-- START Reading text --
# Need Help with Technique!



## Colletteseline

Hello all,
I am new to watercolor and needing a bit of help on how to work it. I have always loved watercolor, especially combined with ink. I'm having a hard time getting the look that most good watercolor paintings have, that free flowing, running on the page look. Experienced painters always say, "just do what feels RIGHT." But that never works, you have to know the rules in order to break them. SO.
My biggest question is this:"How do you get that "watery" look, yet keep the color you're using very dark. For instance, if I wanted to paint something pure black on my watercolor, but still want the stroke to look watery, how do I do so without diluting the color? I can't seem to find a happy medium. I'll either put too much water and then it turns more gray than black, or not enough in order to keep the color true and the stroke won't look as "flowing" as I would like it to. 

I've posted a few links to what I'm talking about. It's not just black I have trouble with, but any color that I need to appear dark. How do I do THIS:


----------



## corydulos

Hello Colletteseline and, of course, welcome to Artist Forum. 

I don't have a smart, knowledgeable reply, but my dumb, uninformed ones are free of charge!

There are two sneaky ways I would use to emulate this look: 1) some type of food dye (Koolaid © pouches are cheap and just loaded with dye) or 2) paint over dry pastels (not oil pastes because oil and water don't mix ha ha!) 

Alternatively someone might be just dumping globs of paint out of a tube directly on the paper and just painting out of them instead of from a pallette. 

Okay, so that would be my _*three*_ ways of trying to emulate that look/effect.


----------



## George924

Hi Colletteseline, Great to have you here on the forums...My first thoughts on what you are wanting to achieve is to learn color theory, why certain colors work together and why others do not. Also, I would suggest learning about composition and design and how the piece flows when looked at.

The way I do most of my WC paintings with the ink drawings is to draw out the ink first...I usually work on hot press illustration board when using this method. 

I then will scan the ink drawing and then play around with color pencil on smaller printed paper to see what the color scheme I am looking for.

After I find the colors I find to suit the piece I begin working the hot press board with very loose and watered down pigment...the hot press board holds the water nicely and does not buckle much when water is applied. Using a hair dryer to speed the process up I then start to work the paint a little more saturated with the color to achieve the look I am after.
-- END Reading text --
-- START Data extract --
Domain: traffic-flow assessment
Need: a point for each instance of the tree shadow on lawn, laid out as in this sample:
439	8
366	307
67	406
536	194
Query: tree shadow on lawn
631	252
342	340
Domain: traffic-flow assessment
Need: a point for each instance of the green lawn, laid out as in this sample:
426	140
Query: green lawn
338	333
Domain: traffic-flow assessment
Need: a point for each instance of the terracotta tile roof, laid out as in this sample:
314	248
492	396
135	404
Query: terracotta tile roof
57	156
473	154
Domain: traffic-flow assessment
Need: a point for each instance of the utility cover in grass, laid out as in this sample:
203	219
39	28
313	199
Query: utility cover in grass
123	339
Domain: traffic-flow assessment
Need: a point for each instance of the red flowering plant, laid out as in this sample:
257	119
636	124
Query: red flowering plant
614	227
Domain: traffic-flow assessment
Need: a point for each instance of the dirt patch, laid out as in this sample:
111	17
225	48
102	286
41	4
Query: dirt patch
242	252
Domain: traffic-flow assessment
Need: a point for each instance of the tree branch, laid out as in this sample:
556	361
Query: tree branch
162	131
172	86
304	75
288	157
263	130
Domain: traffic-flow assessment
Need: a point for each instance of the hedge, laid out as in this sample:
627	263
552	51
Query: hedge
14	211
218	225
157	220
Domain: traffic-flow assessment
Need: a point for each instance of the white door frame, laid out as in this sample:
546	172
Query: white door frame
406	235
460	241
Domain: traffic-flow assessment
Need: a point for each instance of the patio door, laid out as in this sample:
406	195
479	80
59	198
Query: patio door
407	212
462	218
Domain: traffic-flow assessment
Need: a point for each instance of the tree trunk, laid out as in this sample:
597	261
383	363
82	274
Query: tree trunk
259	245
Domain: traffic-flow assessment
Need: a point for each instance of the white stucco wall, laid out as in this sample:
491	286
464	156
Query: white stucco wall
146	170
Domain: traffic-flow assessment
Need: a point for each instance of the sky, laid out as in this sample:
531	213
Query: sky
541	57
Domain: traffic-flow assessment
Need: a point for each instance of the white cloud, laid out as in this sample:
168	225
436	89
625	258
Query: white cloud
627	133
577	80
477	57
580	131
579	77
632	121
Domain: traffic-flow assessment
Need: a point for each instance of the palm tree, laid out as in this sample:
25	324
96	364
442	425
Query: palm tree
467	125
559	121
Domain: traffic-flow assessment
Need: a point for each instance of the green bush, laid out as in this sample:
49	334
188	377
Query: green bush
-- END Data extract --
### Written exercise
Carry on the forum thread about watercolor technique, picking up right after its final sentence.

### Exercise output
But to really know how to start working watercolor is by doing it and getting the feel of how you work the paint...although I would suggest watered down pigment to start because it is a whole lot easier starting light and progressing to the darker finished hi-comp piece you are looking for. Save the details for the end and really make the piece fulminate...


----------



## Scott R Nelson

One of the things that I learned from a recent lesson is how to get good dark colors. I don't have the flowing look that you're after, since that's something that I intend to work on some more too.

The trick was to mix the paint to the consistency of gravy in the paint box, to make sure that you have enough, then it flows on pretty well and maintains its darkness.

What I was trying to do is to get some dark-looking leaves for a flower painting. The leaves were first underpainted with various lighter colors, then when dry, the thick dark color was put over top of it, then using the pointed end of the brush, veins were added to the leaves using the pointed brush end to remove paint and make the color underneath show through.

We also broke another "rule" by doing the dark leaves first, then the much lighter flower petals. I liked that technique so much that the first painting I did back at home used the same technique and I quite liked the result.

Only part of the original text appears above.